EXTRACTED RECORDS Start Marker

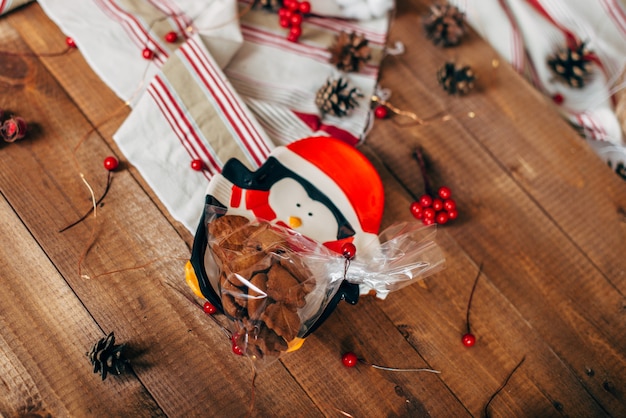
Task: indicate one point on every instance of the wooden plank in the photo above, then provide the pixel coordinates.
(101, 107)
(183, 358)
(46, 332)
(581, 296)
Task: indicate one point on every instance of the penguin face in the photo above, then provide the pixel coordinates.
(293, 206)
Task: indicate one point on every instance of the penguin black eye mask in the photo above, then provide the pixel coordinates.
(271, 172)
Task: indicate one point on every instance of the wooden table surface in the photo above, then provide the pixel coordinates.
(541, 213)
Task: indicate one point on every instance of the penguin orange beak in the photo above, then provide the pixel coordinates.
(294, 222)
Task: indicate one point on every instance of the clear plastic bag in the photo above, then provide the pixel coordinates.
(275, 286)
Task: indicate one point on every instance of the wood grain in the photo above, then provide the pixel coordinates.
(538, 210)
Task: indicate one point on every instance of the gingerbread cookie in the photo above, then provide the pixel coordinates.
(263, 283)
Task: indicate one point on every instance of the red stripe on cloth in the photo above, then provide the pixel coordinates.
(315, 123)
(267, 38)
(225, 103)
(141, 34)
(518, 44)
(169, 115)
(337, 25)
(172, 10)
(181, 126)
(231, 106)
(572, 40)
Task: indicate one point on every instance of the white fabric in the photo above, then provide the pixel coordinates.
(111, 35)
(525, 37)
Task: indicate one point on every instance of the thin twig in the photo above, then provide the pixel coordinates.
(469, 303)
(485, 411)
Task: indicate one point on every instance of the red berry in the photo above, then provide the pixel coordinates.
(349, 359)
(209, 308)
(197, 165)
(468, 340)
(429, 213)
(428, 221)
(111, 163)
(381, 112)
(444, 192)
(171, 37)
(147, 53)
(235, 347)
(296, 20)
(295, 31)
(417, 210)
(304, 7)
(348, 250)
(13, 129)
(442, 218)
(69, 41)
(292, 37)
(425, 200)
(284, 22)
(449, 204)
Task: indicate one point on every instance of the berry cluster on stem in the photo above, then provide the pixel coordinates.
(12, 128)
(291, 16)
(433, 207)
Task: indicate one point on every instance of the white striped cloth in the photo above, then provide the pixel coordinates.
(185, 108)
(527, 32)
(111, 34)
(190, 112)
(7, 5)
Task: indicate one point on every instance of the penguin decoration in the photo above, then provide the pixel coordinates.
(319, 187)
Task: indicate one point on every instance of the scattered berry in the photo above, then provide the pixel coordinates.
(197, 165)
(304, 7)
(209, 308)
(111, 163)
(437, 204)
(444, 192)
(417, 210)
(171, 37)
(69, 41)
(295, 20)
(426, 201)
(433, 208)
(147, 53)
(558, 99)
(235, 347)
(348, 250)
(442, 217)
(13, 129)
(349, 359)
(468, 340)
(291, 15)
(381, 112)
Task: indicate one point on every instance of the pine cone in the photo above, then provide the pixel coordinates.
(445, 25)
(106, 357)
(269, 5)
(336, 97)
(572, 66)
(349, 51)
(456, 80)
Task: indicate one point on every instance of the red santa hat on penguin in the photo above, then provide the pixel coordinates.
(349, 181)
(320, 187)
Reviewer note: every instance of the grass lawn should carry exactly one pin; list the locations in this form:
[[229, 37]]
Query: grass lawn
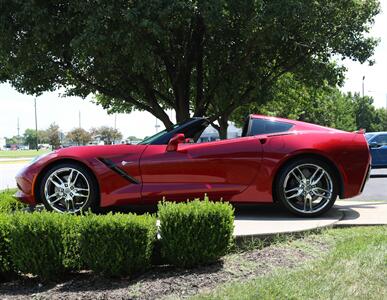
[[354, 268], [22, 153]]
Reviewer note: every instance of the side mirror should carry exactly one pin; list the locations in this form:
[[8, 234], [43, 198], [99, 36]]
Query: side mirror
[[175, 141]]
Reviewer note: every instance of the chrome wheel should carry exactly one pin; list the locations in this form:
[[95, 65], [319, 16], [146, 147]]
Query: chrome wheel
[[308, 188], [67, 190]]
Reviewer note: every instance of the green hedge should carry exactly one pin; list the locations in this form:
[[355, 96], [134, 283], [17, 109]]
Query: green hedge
[[48, 244], [6, 267], [118, 244], [8, 203], [36, 243], [196, 232]]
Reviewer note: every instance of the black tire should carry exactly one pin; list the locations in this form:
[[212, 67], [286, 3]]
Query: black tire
[[84, 180], [287, 180]]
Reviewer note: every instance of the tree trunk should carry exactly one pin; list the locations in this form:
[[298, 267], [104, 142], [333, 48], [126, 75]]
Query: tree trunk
[[223, 126]]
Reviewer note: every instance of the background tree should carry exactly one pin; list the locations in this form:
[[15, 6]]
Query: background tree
[[200, 58], [79, 136], [108, 135], [53, 135], [29, 138], [13, 140], [293, 99]]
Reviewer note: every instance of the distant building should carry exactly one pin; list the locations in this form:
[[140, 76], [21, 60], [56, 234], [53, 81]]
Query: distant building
[[210, 134]]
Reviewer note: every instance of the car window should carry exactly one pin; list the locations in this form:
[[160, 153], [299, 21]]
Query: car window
[[369, 136], [262, 126], [380, 139]]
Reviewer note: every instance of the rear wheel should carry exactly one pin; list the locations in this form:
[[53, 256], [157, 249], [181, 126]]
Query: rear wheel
[[68, 188], [307, 187]]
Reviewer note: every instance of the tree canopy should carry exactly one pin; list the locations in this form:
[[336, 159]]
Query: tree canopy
[[199, 58]]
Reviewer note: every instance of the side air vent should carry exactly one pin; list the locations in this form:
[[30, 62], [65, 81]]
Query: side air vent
[[118, 170]]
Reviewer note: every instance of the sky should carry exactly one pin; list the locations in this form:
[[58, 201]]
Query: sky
[[51, 107]]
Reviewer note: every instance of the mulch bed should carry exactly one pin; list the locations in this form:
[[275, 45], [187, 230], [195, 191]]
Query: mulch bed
[[163, 281]]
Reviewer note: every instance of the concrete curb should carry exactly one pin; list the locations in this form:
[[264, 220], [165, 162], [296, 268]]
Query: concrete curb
[[338, 216]]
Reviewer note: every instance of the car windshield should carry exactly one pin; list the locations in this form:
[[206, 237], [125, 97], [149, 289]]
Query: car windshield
[[149, 140], [369, 136]]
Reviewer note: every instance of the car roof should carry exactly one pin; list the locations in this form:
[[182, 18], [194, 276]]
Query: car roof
[[298, 125], [377, 132]]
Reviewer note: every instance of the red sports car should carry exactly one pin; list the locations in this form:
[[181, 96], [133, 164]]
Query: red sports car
[[301, 165]]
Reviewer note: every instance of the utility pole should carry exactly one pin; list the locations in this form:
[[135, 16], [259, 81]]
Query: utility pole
[[362, 86], [36, 126], [18, 131], [157, 126]]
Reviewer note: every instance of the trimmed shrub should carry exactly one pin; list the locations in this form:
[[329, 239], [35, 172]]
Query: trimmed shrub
[[196, 232], [119, 244], [8, 203], [71, 239], [36, 243], [6, 267]]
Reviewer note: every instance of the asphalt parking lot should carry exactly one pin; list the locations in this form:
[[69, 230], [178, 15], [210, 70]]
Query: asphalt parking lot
[[375, 189]]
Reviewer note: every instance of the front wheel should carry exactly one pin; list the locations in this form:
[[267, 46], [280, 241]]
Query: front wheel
[[68, 188], [307, 187]]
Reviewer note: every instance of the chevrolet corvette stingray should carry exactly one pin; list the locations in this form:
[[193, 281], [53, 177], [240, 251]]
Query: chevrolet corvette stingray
[[303, 166]]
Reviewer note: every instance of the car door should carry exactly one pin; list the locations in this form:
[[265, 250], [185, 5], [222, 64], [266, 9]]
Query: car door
[[219, 169], [378, 147]]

EXTRACTED RECORDS End Marker

** PROBLEM STATEMENT **
Give back exactly the lines above, from the line containing "Query: mulch bed" through the line containing "[[135, 16], [259, 81]]", with both end lines and nothing more.

** RESPONSE TO THE TASK **
Query: mulch bed
[[163, 281]]
Reviewer note: every instance of the concrete curb should carry exactly one pin; list the locations in this form:
[[264, 220], [165, 162], [296, 268]]
Query: concrete curb
[[338, 216]]
Reviewer note: every instance of the car windshield should carry exactly one pin; list the locations in this form:
[[206, 237], [125, 97], [149, 289]]
Query: car windshield
[[149, 140], [369, 136]]
Reviewer note: every instance of the car roof should carry exactly one pin; list the locations in this form:
[[182, 18], [194, 276]]
Query: car roof
[[298, 125], [377, 132]]
Reviewer note: every instance of the red sports car should carry exactly one pin; list the locations in this form:
[[181, 96], [133, 164]]
Query: red sports car
[[301, 165]]
Reviewer note: every instance of the utility pole should carry exactly one pin; list the locations in this form:
[[135, 16], [259, 81]]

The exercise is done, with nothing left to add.